# Aaarrrggghhh - won an iPhone? I don't think so!



## mk2zetec (Dec 27, 2015)

Whenever I try and view the forum on my iPad or iPhone I get a ...

congratulations Apple user
You have been selected to test the new iPhone 8
No way to just close...

Is this a forum wide problem?


----------



## YELLOW_TT (Feb 25, 2004)

No problem with my iPhone or iPad


----------



## Hoggy (May 8, 2002)

Hi, Probably a setting on your Apple device.
https://support.apple.com/en-gb/ht203987
Hoggy.


----------



## DC240S (Sep 24, 2014)

I reported the same issue today. It's been driving me mad! Only effected the mk1 section but seems to have stopped.


----------



## Pow3rL3ss (Dec 15, 2008)

mk2zetec said:


> Whenever I try and view the forum on my iPad or iPhone I get a ...
> 
> congratulations Apple user
> You have been selected to test the new iPhone 8
> ...

Pointing dataset records:
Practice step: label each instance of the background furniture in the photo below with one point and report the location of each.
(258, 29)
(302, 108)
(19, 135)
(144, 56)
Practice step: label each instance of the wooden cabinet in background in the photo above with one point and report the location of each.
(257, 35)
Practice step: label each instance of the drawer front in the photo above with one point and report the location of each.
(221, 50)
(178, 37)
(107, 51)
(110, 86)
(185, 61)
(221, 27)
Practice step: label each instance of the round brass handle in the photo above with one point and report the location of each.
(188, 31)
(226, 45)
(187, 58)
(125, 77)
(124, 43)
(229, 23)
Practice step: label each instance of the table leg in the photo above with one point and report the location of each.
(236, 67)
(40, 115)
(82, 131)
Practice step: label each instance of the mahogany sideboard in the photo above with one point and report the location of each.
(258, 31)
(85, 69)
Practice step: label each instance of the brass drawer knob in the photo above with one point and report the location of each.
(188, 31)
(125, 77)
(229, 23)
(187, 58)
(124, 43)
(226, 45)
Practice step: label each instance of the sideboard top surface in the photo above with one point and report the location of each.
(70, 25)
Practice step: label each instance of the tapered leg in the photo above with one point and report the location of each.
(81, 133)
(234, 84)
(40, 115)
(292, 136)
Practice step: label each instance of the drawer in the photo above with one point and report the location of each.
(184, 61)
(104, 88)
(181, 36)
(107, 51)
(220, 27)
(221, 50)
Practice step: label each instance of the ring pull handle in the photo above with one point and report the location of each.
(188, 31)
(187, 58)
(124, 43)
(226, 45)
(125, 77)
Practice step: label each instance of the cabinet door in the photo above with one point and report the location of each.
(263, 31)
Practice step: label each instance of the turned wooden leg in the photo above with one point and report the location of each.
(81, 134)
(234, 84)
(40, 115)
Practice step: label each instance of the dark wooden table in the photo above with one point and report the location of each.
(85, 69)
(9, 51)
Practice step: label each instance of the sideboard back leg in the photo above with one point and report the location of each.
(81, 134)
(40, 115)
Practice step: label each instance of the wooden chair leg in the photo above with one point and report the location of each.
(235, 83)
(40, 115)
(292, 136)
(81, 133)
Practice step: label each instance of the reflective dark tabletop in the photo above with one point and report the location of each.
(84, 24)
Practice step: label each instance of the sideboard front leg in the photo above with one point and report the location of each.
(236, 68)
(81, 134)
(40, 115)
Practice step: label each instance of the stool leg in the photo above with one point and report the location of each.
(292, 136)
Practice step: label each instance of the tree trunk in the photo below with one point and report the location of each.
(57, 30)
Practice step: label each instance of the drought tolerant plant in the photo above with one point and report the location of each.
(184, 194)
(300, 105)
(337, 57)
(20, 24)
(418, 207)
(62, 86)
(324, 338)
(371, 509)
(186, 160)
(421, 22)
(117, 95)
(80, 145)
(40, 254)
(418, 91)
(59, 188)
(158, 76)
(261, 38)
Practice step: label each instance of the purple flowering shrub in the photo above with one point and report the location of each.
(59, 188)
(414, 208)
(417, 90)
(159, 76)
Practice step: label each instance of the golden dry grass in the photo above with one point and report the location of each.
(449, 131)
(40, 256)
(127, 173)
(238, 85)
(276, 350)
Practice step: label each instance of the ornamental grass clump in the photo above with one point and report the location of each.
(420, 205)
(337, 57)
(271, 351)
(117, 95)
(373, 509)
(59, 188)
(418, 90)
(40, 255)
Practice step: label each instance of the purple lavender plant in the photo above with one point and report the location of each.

**INSTRUCTION A:** In the records, copy out word for word everything from the line that contains "Practice step: label each instance of the golden" down to the end of the records, with both ends included.
**INSTRUCTION B:** Continue the forum thread about the fake iPhone prize pop-up from the point where it stops.

**FINAL ANSWER A:**
Practice step: label each instance of the golden dry grass in the photo above with one point and report the location of each.
(449, 131)
(40, 256)
(127, 173)
(238, 85)
(276, 350)
Practice step: label each instance of the ornamental grass clump in the photo above with one point and report the location of each.
(420, 205)
(337, 57)
(271, 351)
(117, 95)
(373, 509)
(59, 188)
(418, 90)
(40, 255)
Practice step: label each instance of the purple lavender plant in the photo above with one point and report the location of each.

**FINAL ANSWER B:**
I get this too, it's so frustrating!


----------



## ProjectMick (Sep 29, 2015)

There will most likely be an issue with the site - they have the same problem over on UK-MKIVs forum and the owners didn't want to admit it at first but are now "looking into it."


----------



## McEnroe (Oct 7, 2016)

Happens on my iPhone on every attempt to view this site - when not indoors using wifi 
Most annoying


----------



## Timdog (Jan 8, 2017)

Never had this problem at all

But then again i have a proper phone.......An Android :lol:

Let the barracking commence..... [smiley=argue.gif]


----------



## John-H (Jul 13, 2005)

DC240S reported this on the report spam thread really yesterday and I'd not seen anyone else report it at the time. Here's my suggestion:



John-H said:


> DC240S said:
> 
> 
> > I can't click on any thread in the mk1 section without an immovable pop up/divert to claiming a free iPhone 7??
> ...


Perhaps we can get some more clues from other people in this too regarding identifying the advert that's doing it and:

Are you using Apple or Android or Windows etc.
Are you using an ad blocker?

I turned my ad blocker off yesterday (Android) but I've not seen any problems yet.


----------



## TTFAdmin (Feb 1, 2012)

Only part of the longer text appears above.